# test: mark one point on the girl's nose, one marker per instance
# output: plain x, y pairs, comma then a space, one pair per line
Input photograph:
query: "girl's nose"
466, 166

==

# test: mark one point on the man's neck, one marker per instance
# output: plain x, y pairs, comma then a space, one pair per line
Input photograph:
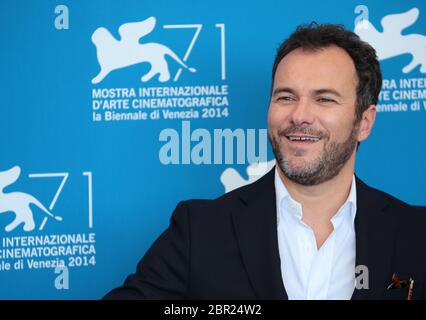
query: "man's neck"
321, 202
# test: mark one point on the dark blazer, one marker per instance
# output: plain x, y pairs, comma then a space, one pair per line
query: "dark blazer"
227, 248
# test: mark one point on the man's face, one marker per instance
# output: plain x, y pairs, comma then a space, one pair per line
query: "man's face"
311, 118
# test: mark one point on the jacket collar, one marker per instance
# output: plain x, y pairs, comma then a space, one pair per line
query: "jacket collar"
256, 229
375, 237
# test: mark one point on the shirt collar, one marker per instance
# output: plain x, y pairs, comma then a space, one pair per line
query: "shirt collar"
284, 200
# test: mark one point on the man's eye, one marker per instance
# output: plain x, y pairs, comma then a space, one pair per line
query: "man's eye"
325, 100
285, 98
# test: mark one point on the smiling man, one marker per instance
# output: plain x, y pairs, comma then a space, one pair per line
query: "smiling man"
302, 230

What this task involves: Pick out and copy each line of the records above that contains the word "jacket". Case counts when matching.

In response:
# test: mark one point on the jacket collar, one marker per instance
query: "jacket collar"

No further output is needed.